_TEXTO MOSTRADO_:
Celularitis aguda

Celularitis aguda

TONY PÉREZ
Escuché a alguien decir que ya el cuerpo humano no se divide sólo en cabeza, tronco y extremidades. No niego que me alarmé un poquito dada la probada capacidad y la solemnidad de quien hablaba y porque  sentí que me querían sacar de golpe del disco duro de la cabeza un dato casi colonial que se acomodó allí desde mis años de escuela primaria.

Casi me resignaba a asumir la nueva versión bajo el entendido de que cada día hay descubrimientos nuevos gracias al desarrollo tecnológico, cuando el especialista puntualizó que ahora los componentes son: cabeza, tronco, extremidades… y el celular. Calculan en 3 millones y medio la cantidad de móviles en el país, es decir uno por cada tres personas.

A este instrumentito lo han convertido en una extensión de la vida del ser humano. Está tan incrustado en la gente que ni siquiera las teorías sobre supuestos efectos nocivos para la salud han alterado a sus usuarios. Esa suerte no tuvo una vez el popular pollo, pues mucha gente dejó de comer su carne por un tiempo, porque se rumoreó que contenía una hormona que volvía homosexuales a los hombres machos.

_LISTA DE ACTIVIDADES_:
1. Indica si cada afirmación coincide con el texto sobre el celular, respondiendo sí o no y citando las palabras del texto que lo deciden: (a) Según el especialista, el celular es ahora uno de los componentes del cuerpo humano. (b) Se calcula que en el país hay un móvil por cada dos personas. (c) Las teorías sobre efectos nocivos para la salud han llevado a muchos usuarios a dejar el celular.
2. Escribe la continuación del texto sobre el celular a partir de su última oración.

Datos para señalar expresiones referenciales:
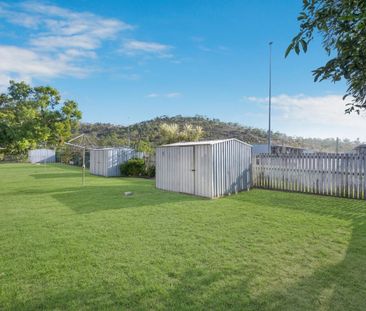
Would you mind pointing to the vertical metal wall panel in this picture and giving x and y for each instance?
(107, 161)
(210, 169)
(231, 164)
(203, 171)
(42, 156)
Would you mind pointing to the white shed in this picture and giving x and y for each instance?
(106, 161)
(42, 156)
(207, 168)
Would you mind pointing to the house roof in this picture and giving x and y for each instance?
(205, 142)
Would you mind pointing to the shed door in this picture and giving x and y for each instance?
(186, 169)
(202, 155)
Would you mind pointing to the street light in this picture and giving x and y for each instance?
(270, 98)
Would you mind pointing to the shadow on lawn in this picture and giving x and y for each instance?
(337, 287)
(89, 199)
(56, 175)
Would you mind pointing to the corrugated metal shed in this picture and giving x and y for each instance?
(208, 168)
(106, 161)
(42, 156)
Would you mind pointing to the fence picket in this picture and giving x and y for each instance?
(341, 175)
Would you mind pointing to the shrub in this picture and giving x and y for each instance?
(133, 167)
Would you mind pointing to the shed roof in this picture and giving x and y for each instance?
(205, 142)
(360, 146)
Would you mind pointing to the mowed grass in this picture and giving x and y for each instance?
(68, 247)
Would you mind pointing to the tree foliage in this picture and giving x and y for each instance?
(31, 116)
(342, 26)
(171, 132)
(149, 131)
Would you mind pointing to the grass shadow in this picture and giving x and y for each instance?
(90, 199)
(56, 175)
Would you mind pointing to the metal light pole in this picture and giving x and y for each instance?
(270, 98)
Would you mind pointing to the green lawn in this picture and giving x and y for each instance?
(64, 246)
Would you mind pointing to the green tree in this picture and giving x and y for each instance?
(30, 116)
(342, 26)
(172, 133)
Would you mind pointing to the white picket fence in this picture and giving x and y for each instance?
(342, 175)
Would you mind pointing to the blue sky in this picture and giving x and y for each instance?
(128, 61)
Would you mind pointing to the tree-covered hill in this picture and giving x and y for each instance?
(114, 135)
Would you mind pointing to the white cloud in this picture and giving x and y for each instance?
(135, 47)
(62, 41)
(152, 95)
(17, 61)
(166, 95)
(318, 116)
(173, 95)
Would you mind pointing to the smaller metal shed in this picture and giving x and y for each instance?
(106, 161)
(42, 156)
(207, 168)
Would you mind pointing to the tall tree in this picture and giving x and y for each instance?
(30, 116)
(342, 26)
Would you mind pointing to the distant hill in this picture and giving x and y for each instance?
(113, 135)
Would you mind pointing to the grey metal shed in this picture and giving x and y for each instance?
(42, 156)
(207, 168)
(106, 161)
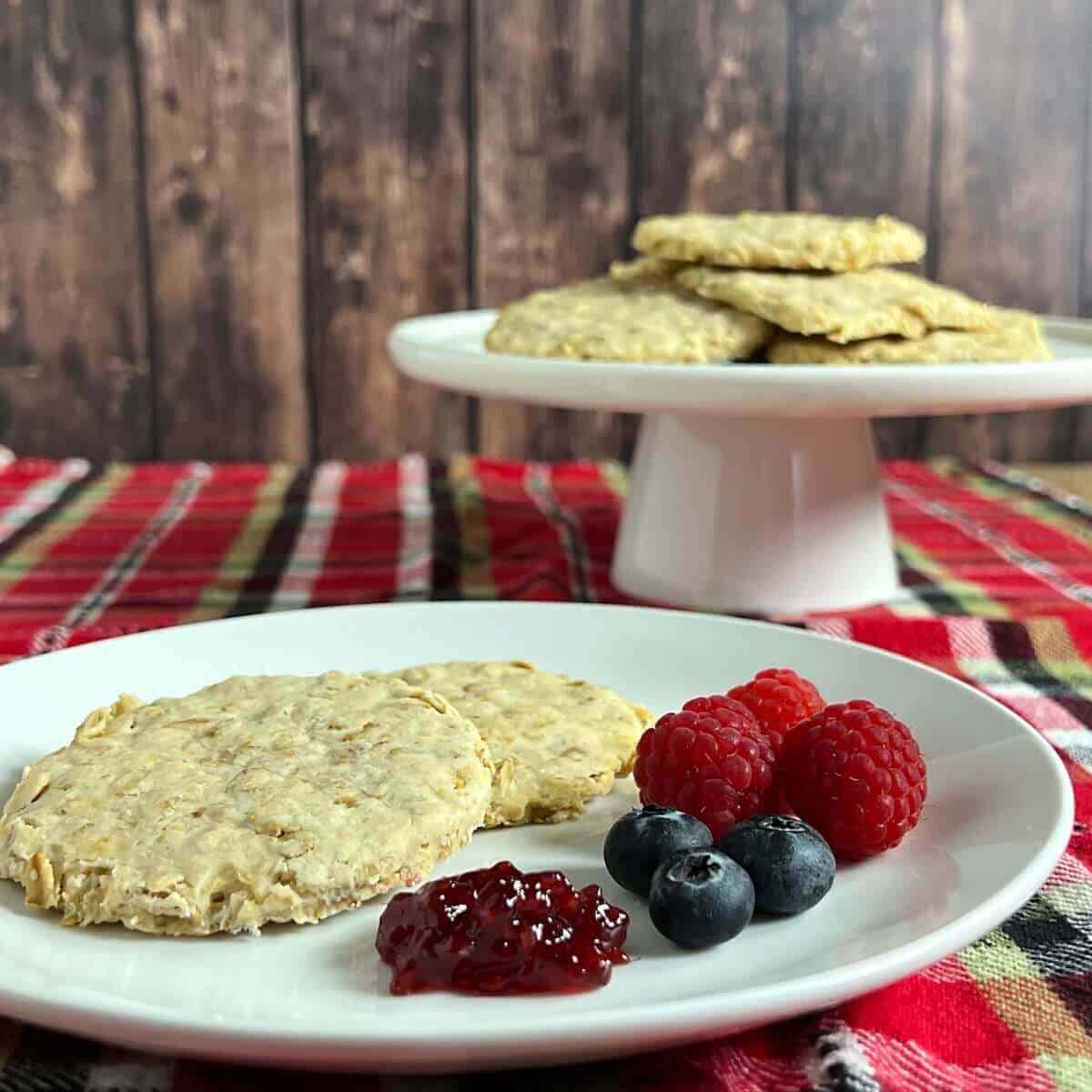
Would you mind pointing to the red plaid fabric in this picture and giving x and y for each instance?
(997, 578)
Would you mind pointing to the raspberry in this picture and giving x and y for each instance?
(711, 760)
(780, 699)
(856, 774)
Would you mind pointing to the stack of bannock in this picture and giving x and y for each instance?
(289, 798)
(780, 288)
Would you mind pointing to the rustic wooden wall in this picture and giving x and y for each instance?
(212, 211)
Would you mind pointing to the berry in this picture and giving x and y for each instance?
(789, 862)
(500, 931)
(780, 699)
(711, 760)
(639, 842)
(700, 898)
(856, 774)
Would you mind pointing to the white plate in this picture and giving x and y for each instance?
(448, 349)
(997, 818)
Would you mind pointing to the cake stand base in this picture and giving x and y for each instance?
(754, 516)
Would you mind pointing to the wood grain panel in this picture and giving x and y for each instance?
(551, 88)
(863, 116)
(386, 148)
(713, 93)
(1009, 177)
(222, 152)
(74, 344)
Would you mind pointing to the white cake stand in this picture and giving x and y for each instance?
(754, 490)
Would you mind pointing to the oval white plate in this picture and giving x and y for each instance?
(997, 818)
(448, 349)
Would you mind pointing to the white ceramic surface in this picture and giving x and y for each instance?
(316, 996)
(448, 349)
(756, 490)
(757, 517)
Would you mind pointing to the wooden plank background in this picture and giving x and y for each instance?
(212, 211)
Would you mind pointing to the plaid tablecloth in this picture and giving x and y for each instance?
(997, 571)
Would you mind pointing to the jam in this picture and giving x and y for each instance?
(500, 931)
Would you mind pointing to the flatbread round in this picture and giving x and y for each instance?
(632, 320)
(1016, 337)
(276, 798)
(842, 307)
(556, 742)
(780, 240)
(644, 268)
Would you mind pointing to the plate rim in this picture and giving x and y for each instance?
(703, 1016)
(850, 390)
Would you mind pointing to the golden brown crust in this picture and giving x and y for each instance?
(842, 307)
(633, 320)
(1016, 337)
(780, 240)
(556, 742)
(273, 798)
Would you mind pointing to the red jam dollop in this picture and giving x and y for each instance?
(500, 931)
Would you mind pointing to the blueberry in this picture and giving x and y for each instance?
(789, 862)
(639, 841)
(700, 898)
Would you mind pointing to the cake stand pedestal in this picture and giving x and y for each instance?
(754, 490)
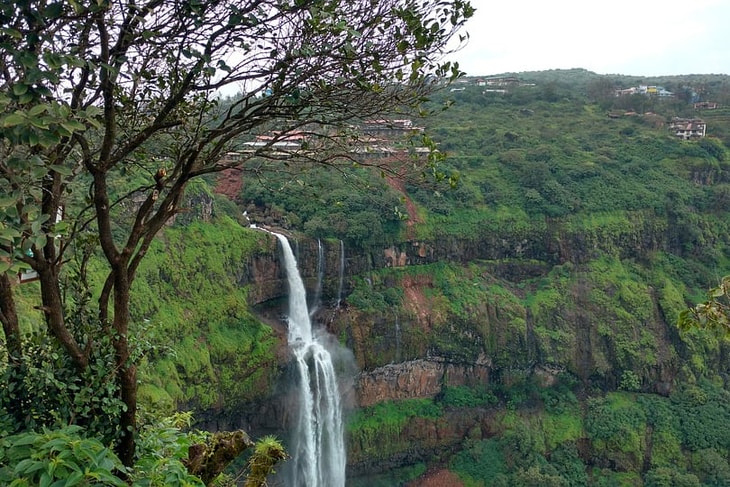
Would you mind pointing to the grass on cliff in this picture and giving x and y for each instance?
(205, 347)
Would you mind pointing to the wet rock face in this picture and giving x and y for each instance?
(424, 378)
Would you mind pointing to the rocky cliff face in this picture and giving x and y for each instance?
(478, 313)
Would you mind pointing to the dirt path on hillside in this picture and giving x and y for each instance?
(437, 478)
(411, 210)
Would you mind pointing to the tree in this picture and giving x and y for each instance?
(120, 103)
(713, 314)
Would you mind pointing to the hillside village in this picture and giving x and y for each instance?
(686, 128)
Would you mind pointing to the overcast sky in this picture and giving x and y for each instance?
(633, 37)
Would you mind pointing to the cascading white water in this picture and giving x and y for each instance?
(317, 299)
(342, 274)
(317, 448)
(397, 339)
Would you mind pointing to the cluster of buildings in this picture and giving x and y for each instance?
(371, 139)
(648, 90)
(688, 128)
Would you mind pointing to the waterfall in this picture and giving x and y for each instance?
(342, 274)
(317, 448)
(317, 299)
(397, 339)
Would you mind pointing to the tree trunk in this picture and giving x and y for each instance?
(126, 369)
(9, 318)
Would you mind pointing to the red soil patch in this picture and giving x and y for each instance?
(230, 183)
(416, 301)
(437, 478)
(411, 210)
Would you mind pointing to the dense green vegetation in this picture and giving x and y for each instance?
(572, 244)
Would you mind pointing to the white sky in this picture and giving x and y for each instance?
(631, 37)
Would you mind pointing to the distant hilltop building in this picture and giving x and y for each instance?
(706, 105)
(688, 128)
(647, 90)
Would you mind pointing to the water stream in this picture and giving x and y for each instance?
(317, 447)
(342, 274)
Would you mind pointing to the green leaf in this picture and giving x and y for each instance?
(12, 120)
(72, 125)
(20, 89)
(37, 110)
(74, 479)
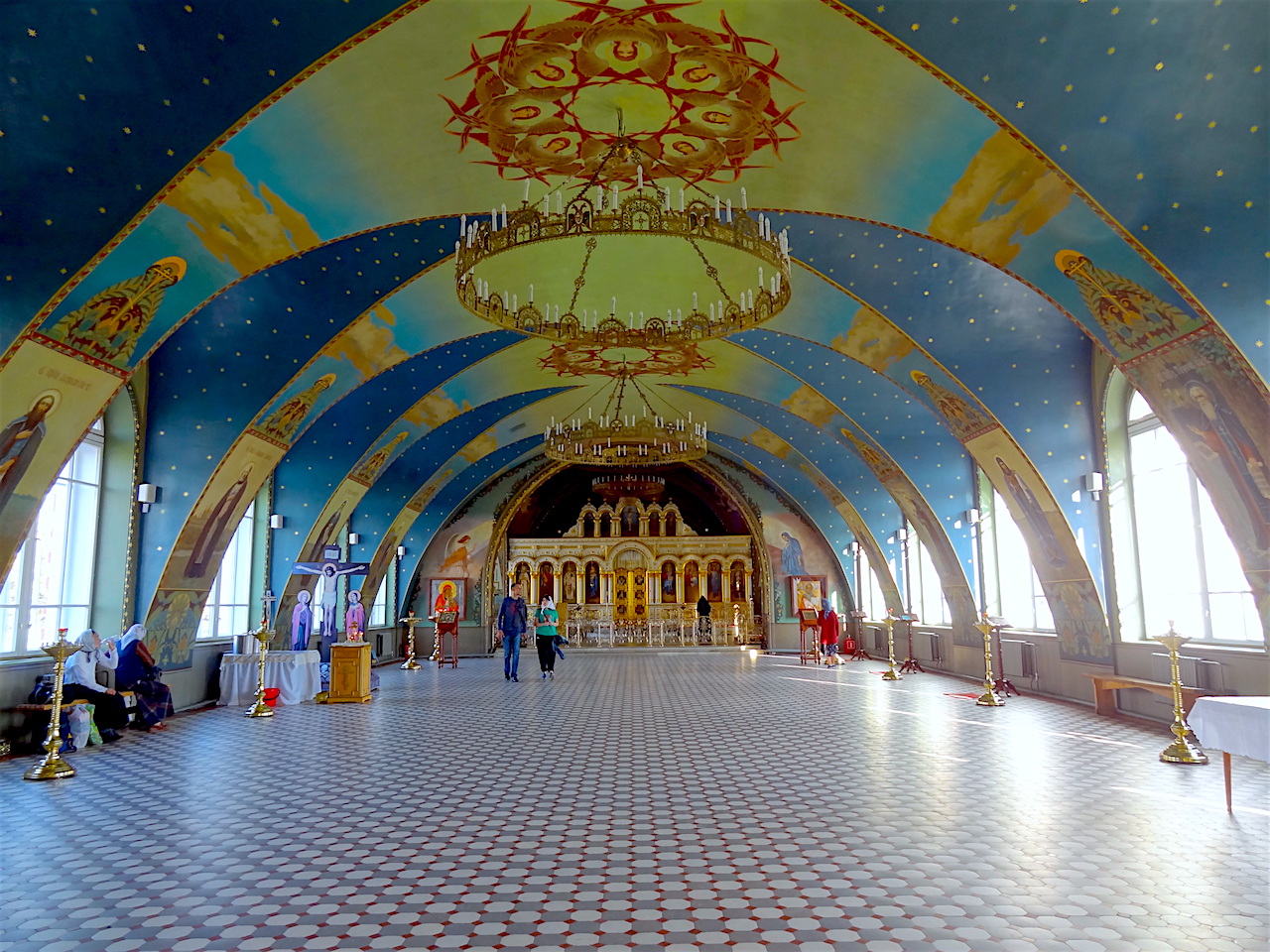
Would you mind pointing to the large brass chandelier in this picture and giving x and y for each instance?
(634, 438)
(624, 262)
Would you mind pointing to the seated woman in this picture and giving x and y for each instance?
(139, 674)
(80, 684)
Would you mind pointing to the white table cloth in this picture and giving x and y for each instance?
(1234, 725)
(298, 675)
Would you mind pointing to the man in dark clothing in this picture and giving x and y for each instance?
(513, 619)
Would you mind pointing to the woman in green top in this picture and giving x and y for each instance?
(547, 621)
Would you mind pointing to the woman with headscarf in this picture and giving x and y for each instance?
(547, 622)
(139, 673)
(80, 683)
(828, 631)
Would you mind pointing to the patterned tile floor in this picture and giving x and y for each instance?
(657, 800)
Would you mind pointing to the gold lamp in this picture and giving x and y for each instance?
(620, 264)
(640, 436)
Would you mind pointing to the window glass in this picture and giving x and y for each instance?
(50, 584)
(227, 611)
(379, 617)
(1188, 571)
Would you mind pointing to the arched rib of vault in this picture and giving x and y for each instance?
(413, 398)
(1057, 557)
(403, 479)
(1142, 131)
(883, 413)
(181, 458)
(826, 453)
(163, 144)
(897, 301)
(772, 470)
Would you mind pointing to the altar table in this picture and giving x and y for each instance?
(1233, 725)
(296, 674)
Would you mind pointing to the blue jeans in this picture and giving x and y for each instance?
(511, 653)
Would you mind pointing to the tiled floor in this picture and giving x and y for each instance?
(656, 800)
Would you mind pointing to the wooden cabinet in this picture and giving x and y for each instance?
(349, 673)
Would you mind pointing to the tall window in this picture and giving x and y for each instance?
(1187, 569)
(1010, 580)
(50, 585)
(379, 617)
(873, 603)
(227, 611)
(929, 602)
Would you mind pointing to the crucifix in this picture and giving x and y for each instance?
(267, 599)
(329, 571)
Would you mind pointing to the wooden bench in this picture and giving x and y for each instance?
(1106, 684)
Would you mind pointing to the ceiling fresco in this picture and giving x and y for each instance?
(310, 164)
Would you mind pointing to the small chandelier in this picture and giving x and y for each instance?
(613, 438)
(612, 270)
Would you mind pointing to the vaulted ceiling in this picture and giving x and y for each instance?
(310, 162)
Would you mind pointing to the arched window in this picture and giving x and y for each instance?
(50, 584)
(229, 611)
(1171, 555)
(929, 602)
(379, 616)
(1010, 581)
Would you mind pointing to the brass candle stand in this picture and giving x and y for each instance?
(51, 766)
(259, 708)
(890, 652)
(989, 697)
(1184, 749)
(409, 622)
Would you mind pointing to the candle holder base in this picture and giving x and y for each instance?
(1184, 751)
(51, 767)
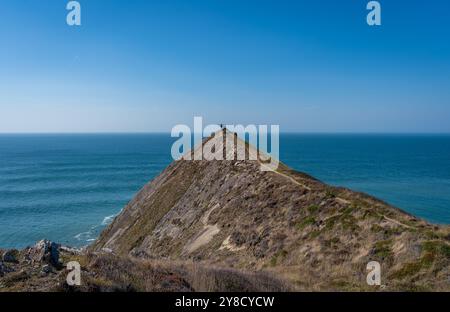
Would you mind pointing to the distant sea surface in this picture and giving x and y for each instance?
(67, 188)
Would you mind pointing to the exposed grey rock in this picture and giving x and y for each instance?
(4, 269)
(45, 251)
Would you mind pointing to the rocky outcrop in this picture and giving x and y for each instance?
(44, 252)
(232, 214)
(227, 225)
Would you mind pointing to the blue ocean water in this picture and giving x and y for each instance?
(67, 188)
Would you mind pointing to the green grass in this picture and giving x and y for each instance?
(304, 223)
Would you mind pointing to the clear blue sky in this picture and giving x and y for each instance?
(312, 66)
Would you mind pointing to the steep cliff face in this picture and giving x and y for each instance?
(230, 213)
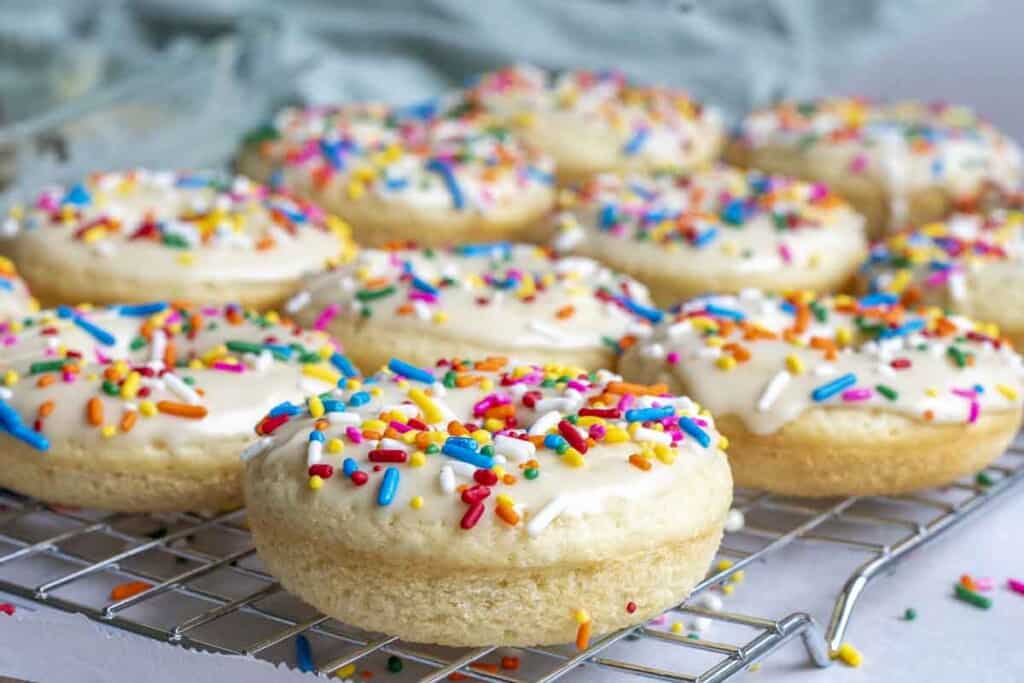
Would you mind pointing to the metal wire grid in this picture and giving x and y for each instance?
(209, 591)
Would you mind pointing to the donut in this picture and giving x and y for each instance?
(489, 503)
(145, 407)
(137, 236)
(467, 301)
(970, 264)
(719, 230)
(597, 122)
(436, 177)
(900, 164)
(840, 396)
(15, 300)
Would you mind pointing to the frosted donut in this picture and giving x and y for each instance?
(899, 165)
(145, 408)
(840, 396)
(973, 265)
(489, 504)
(139, 236)
(596, 122)
(15, 300)
(719, 230)
(473, 300)
(433, 178)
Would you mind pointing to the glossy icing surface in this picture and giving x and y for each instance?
(768, 359)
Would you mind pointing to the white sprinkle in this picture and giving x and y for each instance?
(298, 301)
(547, 515)
(256, 449)
(545, 422)
(518, 450)
(180, 389)
(448, 479)
(734, 520)
(773, 390)
(314, 452)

_RESPUESTAS EN ORDEN_:
1.
(a) Sí: "ahora los componentes son: cabeza, tronco, extremidades… y el celular".
(b) No: "es decir uno por cada tres personas".
(c) No: "ni siquiera las teorías sobre supuestos efectos nocivos para la salud han alterado a sus usuarios".

2.
Realmente es un medio maravilloso. Fascinante. Nadie puede negar su utilidad. Ayuda en la administración del tiempo. Es buen auxiliar en situaciones de emergencia. Contribuye a evitar recorridos costosos. Como muchos ya tienen hasta cámara integrada, usted puede congelar imágenes, él también puede grabar sonidos, despertarle y recordarle la agenda del día y el cumpleaños si lo programa.

Y no sólo sirve para facilitar la comunicación. Por lo menos en la mentalidad de muchos usuarios conserva el valor agregado de “prestigio”. Sólo hay que ver cómo los y las jóvenes se agolpan en los centros de ventas de móviles. Se ven emocionados frente a la diversidad de modelos que oferta el mercado. Aunque todos tienen la función básica de facilitar la comunicación entre los interlocutores, es evidente que predomina la competencia por adquirir los modelos más elegantes y caros. Porque parte del espectáculo es exhibirlos en un lugar estratégico de la cintura o entre los senos en el caso de la mujer más atrevida (para felicidad de los ladrones) y, sobre todo, que los demás escuchen el sonido del timbre con su correspondiente “alou”.

Pero hay momentos cuando su uso irracional lo convierte en instrumento detestable y hasta de la muerte.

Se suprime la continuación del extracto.